SELECTED EXCERPT:
* Begin *

SAVE: Most enlightened countries have converted heritage areas like Old Goa with into archeological parks and gardens in toto. For example, Hampi, Borobudur, Angkor Wat, etc
By Tara Narayan
PROF EDGAR F RIBEIRO, experienced and always affectionate, also chief planner for Town & Country Planning Organisation for the Government of India for many years, keeps reiterating one thing. The people (either urban or rural citizens) are not against development and progress — as long as it is of the sustainable kind which will not shatter or worsen the quality of life they live presently. Unfortunately, governments in power in a hurry to reap quick gains today out of political compulsions can be very insensitive to the needs of the very people who vote them into power.
Goa has had excellent regional plans, including the much praised Regional Plan 2021, but here again the powers-that-be were only interested in picking and choosing selectively what suited them to implement and the rest of it was relegated to the dust bin or so to speak. Prof Edgar F Ribeiro is very positive about progress and development as long as it takes place along fundamental land use rules and regulations which are framed for the larger good and long-term interests of the land in question and the people. He was speaking to an anxious group of young citizens, architects, students of heritage conservation, at the Charles Correa Foundation located at heritage district Fontainhas, Panaji, on February 15, 2019.

* End *

WRITTEN TASKS:
a: In the Goa planning article, on what date did Prof Edgar F Ribeiro speak to the group at the Charles Correa Foundation?
b: From the Goa planning article, extract the passage that begins with the words containing "SAVE: Most enlightened" and ends with "them into power.".
c: Decide whether each statement agrees with the Goa planning article, answering yes or no and quoting the words that settle it: (i) Ribeiro served as chief planner for the Town & Country Planning Organisation; (ii) people are opposed to development and progress; (iii) the Regional Plan 2021 was implemented in full.

RAW RECORDS:
* Begin *

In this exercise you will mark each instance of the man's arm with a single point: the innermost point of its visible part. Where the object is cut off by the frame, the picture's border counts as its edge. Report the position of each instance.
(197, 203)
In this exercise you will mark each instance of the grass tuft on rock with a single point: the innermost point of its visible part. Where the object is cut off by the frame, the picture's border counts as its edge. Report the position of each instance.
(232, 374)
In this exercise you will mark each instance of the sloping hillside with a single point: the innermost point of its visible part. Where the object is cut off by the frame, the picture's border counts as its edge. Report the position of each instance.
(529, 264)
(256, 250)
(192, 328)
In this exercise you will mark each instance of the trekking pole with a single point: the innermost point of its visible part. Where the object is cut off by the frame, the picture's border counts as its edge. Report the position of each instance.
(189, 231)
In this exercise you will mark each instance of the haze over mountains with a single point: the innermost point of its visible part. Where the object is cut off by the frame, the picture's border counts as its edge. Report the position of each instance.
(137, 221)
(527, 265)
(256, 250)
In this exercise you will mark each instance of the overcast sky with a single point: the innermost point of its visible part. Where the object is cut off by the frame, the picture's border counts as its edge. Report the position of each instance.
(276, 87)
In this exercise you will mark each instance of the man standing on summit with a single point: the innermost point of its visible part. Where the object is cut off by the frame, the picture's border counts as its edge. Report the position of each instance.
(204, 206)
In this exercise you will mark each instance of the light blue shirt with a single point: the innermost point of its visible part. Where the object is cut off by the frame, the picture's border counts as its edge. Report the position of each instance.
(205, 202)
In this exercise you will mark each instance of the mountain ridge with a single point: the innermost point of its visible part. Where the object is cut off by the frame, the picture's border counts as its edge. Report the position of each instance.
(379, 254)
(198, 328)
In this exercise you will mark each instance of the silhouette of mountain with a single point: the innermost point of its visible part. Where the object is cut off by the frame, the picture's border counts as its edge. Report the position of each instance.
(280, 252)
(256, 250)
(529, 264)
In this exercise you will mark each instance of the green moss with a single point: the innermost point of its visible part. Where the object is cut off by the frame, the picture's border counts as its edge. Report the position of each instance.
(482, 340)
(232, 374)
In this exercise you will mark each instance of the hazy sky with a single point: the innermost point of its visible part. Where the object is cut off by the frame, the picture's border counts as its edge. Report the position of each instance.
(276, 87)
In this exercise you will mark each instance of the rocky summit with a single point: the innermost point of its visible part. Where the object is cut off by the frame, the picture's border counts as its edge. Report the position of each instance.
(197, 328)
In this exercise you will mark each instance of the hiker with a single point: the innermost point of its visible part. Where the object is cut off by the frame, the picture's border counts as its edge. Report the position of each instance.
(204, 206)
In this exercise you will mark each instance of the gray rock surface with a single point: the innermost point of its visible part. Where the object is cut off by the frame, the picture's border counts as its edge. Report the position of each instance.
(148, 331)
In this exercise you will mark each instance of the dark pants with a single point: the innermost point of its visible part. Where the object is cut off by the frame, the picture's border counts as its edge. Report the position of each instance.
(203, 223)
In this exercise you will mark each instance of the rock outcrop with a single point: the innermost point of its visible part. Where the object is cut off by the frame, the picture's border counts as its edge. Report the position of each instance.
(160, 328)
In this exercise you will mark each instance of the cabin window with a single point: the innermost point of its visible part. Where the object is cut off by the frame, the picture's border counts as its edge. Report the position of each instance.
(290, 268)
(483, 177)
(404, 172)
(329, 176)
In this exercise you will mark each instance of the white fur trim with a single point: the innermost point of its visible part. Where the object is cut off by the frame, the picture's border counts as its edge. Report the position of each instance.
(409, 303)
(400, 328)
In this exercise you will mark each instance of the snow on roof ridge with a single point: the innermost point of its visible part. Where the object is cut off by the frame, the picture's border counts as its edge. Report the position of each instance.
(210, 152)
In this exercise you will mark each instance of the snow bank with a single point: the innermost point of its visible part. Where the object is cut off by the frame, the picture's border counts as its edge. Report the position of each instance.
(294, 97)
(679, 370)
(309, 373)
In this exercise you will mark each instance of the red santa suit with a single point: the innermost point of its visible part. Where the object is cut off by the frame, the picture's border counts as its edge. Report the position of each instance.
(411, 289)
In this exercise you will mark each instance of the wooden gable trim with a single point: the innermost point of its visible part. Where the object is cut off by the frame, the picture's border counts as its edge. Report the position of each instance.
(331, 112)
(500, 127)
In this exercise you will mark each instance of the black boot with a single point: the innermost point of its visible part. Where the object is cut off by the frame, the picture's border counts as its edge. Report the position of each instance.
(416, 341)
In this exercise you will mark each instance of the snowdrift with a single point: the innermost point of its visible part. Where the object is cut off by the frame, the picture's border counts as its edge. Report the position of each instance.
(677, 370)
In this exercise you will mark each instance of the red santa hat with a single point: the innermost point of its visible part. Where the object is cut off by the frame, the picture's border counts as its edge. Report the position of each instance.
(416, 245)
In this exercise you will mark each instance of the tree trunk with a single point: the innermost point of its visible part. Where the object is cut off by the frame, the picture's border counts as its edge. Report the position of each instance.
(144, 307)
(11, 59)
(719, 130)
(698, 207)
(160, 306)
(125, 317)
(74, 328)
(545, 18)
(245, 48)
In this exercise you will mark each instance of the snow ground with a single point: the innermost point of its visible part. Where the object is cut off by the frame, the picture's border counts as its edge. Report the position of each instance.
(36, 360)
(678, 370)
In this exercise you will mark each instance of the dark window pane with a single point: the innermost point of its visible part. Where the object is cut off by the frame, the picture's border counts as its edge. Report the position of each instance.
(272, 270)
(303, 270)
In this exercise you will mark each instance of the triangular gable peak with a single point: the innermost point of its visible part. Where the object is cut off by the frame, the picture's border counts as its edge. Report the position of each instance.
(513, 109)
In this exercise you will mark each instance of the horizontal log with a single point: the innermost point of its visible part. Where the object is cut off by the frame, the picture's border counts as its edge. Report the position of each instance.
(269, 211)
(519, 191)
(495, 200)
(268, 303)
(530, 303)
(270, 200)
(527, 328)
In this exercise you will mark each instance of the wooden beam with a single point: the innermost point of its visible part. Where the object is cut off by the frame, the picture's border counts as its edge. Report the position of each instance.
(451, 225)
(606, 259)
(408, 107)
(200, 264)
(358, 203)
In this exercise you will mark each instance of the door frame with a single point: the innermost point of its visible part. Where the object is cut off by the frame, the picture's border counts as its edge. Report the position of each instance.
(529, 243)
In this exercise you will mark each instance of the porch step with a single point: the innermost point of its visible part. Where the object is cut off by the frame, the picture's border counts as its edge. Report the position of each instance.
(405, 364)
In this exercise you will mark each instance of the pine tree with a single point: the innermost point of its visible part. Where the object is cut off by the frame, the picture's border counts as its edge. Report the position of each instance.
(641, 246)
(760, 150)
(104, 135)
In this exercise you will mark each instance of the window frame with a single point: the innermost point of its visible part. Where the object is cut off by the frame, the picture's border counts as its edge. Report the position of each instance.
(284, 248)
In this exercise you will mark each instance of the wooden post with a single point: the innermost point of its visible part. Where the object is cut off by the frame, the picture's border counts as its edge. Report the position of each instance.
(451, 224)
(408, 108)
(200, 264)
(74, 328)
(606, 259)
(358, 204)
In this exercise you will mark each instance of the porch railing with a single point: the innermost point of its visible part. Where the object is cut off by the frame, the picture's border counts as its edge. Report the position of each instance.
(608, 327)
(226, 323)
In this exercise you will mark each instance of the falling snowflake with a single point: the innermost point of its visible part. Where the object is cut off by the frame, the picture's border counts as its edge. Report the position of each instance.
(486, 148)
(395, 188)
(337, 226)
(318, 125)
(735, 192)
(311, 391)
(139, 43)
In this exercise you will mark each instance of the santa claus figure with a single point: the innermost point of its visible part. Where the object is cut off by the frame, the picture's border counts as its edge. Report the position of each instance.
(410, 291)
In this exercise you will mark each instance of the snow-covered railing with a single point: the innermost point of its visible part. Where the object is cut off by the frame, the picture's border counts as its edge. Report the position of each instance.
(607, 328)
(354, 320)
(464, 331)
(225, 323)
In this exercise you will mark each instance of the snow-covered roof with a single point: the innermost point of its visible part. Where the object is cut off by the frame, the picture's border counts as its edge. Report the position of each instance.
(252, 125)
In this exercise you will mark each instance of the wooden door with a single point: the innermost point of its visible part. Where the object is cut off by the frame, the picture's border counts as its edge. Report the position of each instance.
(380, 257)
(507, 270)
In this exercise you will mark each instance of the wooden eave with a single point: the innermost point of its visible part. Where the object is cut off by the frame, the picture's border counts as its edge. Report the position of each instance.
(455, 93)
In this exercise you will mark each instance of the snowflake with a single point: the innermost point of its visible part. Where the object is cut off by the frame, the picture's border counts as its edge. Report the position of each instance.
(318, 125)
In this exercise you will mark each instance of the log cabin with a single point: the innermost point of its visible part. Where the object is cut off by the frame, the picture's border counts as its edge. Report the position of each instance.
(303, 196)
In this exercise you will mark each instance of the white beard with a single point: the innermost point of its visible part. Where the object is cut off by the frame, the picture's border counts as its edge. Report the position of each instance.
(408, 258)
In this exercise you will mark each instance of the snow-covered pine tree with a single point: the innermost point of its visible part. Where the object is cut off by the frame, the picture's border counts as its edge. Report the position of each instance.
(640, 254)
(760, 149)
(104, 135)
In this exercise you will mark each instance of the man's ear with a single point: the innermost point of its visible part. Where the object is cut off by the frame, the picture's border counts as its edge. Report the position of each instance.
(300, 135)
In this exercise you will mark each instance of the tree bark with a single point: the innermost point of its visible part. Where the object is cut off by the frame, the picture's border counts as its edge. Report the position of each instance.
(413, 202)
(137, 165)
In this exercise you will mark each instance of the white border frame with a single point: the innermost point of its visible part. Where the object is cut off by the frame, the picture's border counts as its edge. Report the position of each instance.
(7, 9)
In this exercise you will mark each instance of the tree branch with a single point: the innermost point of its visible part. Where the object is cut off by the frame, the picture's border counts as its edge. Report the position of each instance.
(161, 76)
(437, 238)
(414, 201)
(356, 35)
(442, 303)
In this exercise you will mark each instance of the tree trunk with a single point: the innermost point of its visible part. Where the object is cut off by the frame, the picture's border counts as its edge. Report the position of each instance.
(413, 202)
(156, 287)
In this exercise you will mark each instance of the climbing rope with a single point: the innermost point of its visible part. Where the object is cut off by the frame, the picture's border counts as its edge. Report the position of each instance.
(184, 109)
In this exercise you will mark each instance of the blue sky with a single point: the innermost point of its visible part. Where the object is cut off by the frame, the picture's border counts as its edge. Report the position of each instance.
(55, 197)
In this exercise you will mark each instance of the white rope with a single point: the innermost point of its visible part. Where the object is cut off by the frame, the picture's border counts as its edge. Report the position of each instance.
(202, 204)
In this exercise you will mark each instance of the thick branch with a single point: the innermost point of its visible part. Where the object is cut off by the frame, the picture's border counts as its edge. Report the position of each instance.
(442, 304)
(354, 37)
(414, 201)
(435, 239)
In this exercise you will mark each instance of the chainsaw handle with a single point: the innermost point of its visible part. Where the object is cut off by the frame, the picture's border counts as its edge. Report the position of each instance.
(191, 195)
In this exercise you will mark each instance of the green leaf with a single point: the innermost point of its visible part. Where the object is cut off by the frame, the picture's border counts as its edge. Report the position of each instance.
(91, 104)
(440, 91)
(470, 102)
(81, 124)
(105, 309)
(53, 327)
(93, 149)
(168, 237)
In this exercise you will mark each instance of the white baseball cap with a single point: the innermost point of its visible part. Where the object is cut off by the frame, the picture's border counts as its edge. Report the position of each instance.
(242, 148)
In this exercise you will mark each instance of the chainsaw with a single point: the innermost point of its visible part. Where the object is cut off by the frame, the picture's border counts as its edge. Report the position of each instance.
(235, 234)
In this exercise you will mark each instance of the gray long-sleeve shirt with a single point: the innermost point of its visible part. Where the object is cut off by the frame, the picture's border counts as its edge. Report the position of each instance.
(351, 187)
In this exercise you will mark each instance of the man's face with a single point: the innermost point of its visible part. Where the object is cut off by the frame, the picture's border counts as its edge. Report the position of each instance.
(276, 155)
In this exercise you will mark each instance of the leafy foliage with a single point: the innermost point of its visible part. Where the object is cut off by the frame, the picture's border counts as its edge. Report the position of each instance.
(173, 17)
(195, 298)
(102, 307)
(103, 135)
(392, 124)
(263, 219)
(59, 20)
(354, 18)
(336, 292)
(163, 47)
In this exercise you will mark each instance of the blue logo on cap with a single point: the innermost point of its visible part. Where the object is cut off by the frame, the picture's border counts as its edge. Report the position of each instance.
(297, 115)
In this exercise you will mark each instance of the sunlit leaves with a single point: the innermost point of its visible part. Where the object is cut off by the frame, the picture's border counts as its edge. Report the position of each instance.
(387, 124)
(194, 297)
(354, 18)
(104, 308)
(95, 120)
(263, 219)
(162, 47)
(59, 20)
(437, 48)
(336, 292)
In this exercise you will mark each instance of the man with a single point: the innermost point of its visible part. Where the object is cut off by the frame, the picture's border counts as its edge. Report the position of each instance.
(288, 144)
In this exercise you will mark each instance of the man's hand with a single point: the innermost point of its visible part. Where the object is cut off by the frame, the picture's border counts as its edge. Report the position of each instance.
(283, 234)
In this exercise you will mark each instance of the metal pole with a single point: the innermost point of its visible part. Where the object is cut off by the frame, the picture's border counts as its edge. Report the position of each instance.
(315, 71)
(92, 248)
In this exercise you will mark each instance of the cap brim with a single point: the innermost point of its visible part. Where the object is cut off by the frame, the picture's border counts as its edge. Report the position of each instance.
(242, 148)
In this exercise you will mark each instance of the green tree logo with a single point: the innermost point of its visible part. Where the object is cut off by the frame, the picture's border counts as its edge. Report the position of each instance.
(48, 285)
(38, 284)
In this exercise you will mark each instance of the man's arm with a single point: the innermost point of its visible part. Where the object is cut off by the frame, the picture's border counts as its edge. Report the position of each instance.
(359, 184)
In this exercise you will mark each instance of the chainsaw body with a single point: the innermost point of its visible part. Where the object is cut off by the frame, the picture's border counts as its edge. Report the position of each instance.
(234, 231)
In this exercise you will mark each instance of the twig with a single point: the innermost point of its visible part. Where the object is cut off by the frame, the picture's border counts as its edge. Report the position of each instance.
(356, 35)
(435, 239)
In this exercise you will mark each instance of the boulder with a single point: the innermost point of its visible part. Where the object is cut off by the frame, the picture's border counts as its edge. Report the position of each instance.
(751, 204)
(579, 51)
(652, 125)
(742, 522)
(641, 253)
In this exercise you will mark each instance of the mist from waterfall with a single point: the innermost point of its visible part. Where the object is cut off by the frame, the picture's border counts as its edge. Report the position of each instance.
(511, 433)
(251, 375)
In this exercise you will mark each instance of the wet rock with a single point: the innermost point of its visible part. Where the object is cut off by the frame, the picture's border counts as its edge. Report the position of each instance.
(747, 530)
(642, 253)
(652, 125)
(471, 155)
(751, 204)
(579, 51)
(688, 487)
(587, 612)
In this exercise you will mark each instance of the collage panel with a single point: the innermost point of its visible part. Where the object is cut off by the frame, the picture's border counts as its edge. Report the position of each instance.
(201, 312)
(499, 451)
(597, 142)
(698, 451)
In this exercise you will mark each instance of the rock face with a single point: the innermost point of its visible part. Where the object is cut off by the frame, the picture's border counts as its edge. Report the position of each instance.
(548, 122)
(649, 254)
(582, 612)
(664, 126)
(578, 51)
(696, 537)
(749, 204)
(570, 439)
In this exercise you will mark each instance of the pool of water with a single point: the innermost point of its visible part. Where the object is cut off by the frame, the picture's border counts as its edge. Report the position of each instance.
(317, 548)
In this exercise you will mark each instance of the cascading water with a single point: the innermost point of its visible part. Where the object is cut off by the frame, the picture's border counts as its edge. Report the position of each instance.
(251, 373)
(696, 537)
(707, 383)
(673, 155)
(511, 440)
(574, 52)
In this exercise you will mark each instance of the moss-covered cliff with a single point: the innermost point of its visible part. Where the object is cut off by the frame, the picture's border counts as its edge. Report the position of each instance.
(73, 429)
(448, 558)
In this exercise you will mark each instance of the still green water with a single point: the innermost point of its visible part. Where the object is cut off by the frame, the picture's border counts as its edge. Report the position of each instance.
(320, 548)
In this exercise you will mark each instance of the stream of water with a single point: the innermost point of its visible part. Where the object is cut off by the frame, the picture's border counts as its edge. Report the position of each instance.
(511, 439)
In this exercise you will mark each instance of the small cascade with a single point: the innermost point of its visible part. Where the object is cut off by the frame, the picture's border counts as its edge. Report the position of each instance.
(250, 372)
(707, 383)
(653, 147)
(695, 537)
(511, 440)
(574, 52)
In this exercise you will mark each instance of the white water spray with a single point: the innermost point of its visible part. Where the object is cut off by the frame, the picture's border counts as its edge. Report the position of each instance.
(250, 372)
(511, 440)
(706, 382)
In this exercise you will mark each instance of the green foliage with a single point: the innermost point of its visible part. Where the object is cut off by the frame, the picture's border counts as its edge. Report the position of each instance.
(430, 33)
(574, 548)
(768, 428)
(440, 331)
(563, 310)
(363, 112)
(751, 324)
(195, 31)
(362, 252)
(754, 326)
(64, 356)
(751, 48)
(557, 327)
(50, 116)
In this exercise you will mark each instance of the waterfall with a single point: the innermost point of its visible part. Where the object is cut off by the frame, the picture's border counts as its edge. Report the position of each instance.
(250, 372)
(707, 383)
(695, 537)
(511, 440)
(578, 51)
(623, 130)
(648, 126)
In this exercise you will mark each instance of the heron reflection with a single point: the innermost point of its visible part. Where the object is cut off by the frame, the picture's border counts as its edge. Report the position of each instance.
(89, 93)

* End *

WORKED SOLUTIONS:
a: February 15, 2019

b:
SAVE: Most enlightened countries have converted heritage areas like Old Goa with into archeological parks and gardens in toto. For example, Hampi, Borobudur, Angkor Wat, etc
By Tara Narayan
PROF EDGAR F RIBEIRO, experienced and always affectionate, also chief planner for Town & Country Planning Organisation for the Government of India for many years, keeps reiterating one thing. The people (either urban or rural citizens) are not against development and progress — as long as it is of the sustainable kind which will not shatter or worsen the quality of life they live presently. Unfortunately, governments in power in a hurry to reap quick gains today out of political compulsions can be very insensitive to the needs of the very people who vote them into power.

c:
(i) Yes: "also chief planner for Town & Country Planning Organisation for the Government of India for many years"
(ii) No: "The people (either urban or rural citizens) are not against development and progress"
(iii) No: "the powers-that-be were only interested in picking and choosing selectively what suited them to implement"